Noindex vs Disallow
What’s the difference between the noindex meta tag and the disallow directive in robots.txt?
In terms of SEO, you are required to make some critical decisions regarding how your content gets indexed and presented in search results. While you may want your posts and important pages indexed by Google, you would not want unimportant pages getting indexed. Now, you have to decide whether certain pages have to be indexed or not.
Another related critical decision is whether certain pages must be crawled by the search engine bot or not. There might be certain pages you would aant to hide from search bot not just because you do not want it getting indexed, but because these are private pages that must not appear in either search results or be available to search engines.
You have two options in this regard. The first option is to mark the page as noindex, follow, which will allow search engine bots to crawl the page but not index it so they do not appear before visitors in the form of search results. Users may come across these pages while browsing your website but they will not find them included in search results.
----
Continue the piece on noindex versus disallow from where it stops.

# DATA ENTRIES
----
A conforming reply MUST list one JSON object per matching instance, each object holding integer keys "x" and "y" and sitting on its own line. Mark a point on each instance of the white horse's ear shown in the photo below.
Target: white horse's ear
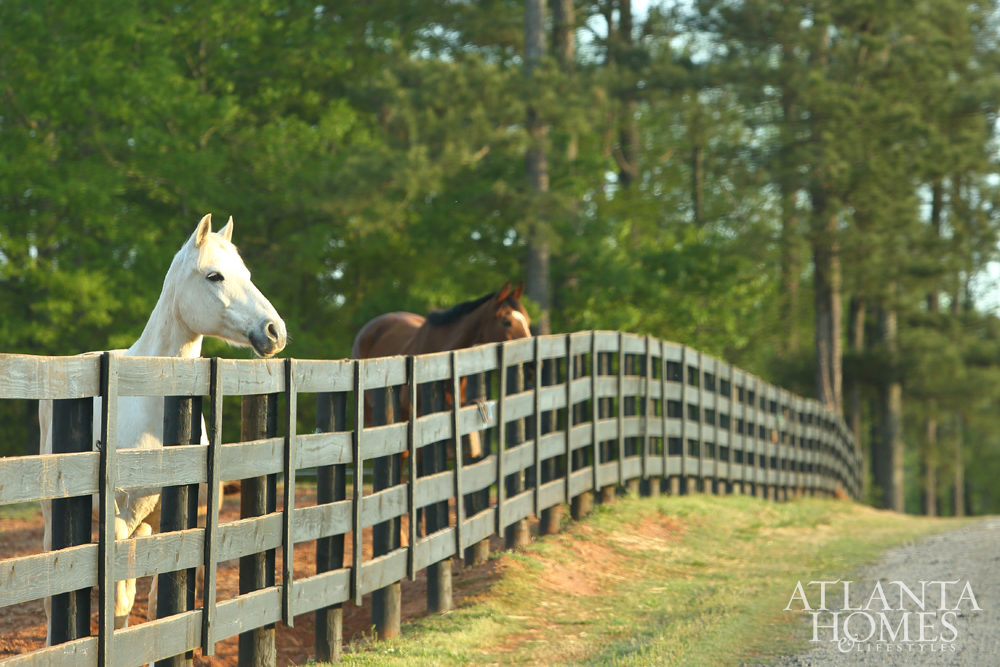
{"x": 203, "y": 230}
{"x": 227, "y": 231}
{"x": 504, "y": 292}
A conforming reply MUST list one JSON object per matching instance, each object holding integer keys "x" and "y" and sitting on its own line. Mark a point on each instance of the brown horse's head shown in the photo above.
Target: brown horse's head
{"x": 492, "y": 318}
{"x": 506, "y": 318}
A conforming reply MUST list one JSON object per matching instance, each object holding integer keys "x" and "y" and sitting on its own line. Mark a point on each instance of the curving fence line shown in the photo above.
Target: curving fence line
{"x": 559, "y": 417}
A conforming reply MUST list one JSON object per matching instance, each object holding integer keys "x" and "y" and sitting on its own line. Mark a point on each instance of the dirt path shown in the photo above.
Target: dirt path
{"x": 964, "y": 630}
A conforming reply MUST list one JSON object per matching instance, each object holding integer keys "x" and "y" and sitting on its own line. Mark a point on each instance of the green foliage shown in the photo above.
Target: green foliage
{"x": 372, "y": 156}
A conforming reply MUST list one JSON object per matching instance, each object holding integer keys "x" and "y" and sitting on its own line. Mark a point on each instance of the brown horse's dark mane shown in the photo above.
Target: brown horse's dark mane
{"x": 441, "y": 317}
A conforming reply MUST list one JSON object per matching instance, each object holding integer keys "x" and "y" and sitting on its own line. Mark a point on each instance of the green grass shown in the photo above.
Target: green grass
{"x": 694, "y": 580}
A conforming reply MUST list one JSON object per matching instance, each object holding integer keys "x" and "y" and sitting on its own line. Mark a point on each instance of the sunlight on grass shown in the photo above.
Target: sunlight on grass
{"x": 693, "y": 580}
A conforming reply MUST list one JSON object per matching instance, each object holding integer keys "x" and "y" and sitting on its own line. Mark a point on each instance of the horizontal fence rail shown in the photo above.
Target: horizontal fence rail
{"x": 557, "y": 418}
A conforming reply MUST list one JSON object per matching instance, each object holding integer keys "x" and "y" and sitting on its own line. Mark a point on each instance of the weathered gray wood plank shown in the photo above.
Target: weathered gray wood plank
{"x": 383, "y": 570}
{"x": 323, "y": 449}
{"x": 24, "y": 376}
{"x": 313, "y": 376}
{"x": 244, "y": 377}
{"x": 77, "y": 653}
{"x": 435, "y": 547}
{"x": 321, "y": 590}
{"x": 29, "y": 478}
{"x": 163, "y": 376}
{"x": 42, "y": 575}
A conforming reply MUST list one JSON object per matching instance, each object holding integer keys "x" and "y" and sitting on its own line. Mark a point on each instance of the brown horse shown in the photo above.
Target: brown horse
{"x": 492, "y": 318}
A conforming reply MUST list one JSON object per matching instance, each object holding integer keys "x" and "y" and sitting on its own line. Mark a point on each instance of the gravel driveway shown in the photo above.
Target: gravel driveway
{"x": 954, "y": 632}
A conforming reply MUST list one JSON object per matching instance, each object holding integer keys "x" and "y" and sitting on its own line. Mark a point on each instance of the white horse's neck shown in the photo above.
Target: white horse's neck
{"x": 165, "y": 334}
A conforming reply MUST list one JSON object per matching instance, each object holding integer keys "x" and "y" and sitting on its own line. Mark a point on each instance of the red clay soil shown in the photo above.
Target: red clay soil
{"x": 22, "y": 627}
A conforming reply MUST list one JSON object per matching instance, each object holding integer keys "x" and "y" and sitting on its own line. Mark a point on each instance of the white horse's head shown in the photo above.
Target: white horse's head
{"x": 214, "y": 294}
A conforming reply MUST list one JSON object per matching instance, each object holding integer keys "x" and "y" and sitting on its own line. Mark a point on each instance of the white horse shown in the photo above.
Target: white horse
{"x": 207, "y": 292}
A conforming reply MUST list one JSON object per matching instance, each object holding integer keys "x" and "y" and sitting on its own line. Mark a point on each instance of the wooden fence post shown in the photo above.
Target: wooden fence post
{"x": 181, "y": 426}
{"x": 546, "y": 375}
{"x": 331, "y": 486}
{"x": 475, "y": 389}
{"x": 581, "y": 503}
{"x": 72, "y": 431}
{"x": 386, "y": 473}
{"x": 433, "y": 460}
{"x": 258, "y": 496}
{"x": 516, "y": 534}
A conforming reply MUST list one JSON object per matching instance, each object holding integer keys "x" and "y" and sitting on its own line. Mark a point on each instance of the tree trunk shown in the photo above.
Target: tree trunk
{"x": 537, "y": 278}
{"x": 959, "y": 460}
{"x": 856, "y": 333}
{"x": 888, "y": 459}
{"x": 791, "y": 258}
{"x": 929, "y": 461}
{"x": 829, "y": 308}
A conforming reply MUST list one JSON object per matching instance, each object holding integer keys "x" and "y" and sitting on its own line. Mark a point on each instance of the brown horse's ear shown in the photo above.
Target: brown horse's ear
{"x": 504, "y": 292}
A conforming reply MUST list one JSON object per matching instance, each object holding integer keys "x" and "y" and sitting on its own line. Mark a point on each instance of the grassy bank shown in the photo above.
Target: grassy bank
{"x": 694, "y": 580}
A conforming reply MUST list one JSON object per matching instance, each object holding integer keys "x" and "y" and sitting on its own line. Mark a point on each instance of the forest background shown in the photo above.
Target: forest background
----
# THE RESPONSE
For example, you noindex your archive pages. A user browsing your website might go to the archive pages yet. However, he would not see these pages in the search results. It is because you have marked these pages as no index and therefore search bots like Google would keep the archive pages off their index. The robots.txt file has also got a disallow rule which can prevent search bots from crawling certain pages. However, the disallow directive is fundamentally different from the noindex directive and the reasons behind using either of them are also very different.
In this post, we are going to discuss the difference between no index and the disallow directive in the robots.txt, the role and use of each as well as the circumstance under which you might use either of them.
What is the Noindex tag?
The noindex meta tag can be applied in the head using a tag or as an HTTP response header (X Roots tag). However, the primary role of the noindex tag is to direct search engines to not index the webpage. The search engine bots will still be able to crawl the page but they will not index it.
The most common method of implementing a noindex tag is to apply the meta tag in the page’s head.
It looks like the following and gets added to the head section inside the html of your page.
<meta name="robots" content="noindex">
When search crawlers see the above tag, they avoid indexing that page. Another server side method of implementing these tags is to apply them via X Robots tag which can also be done via the .htaccess file. Both the meta tag and HTTP header have the same impact and you can select the one that is convenient to you.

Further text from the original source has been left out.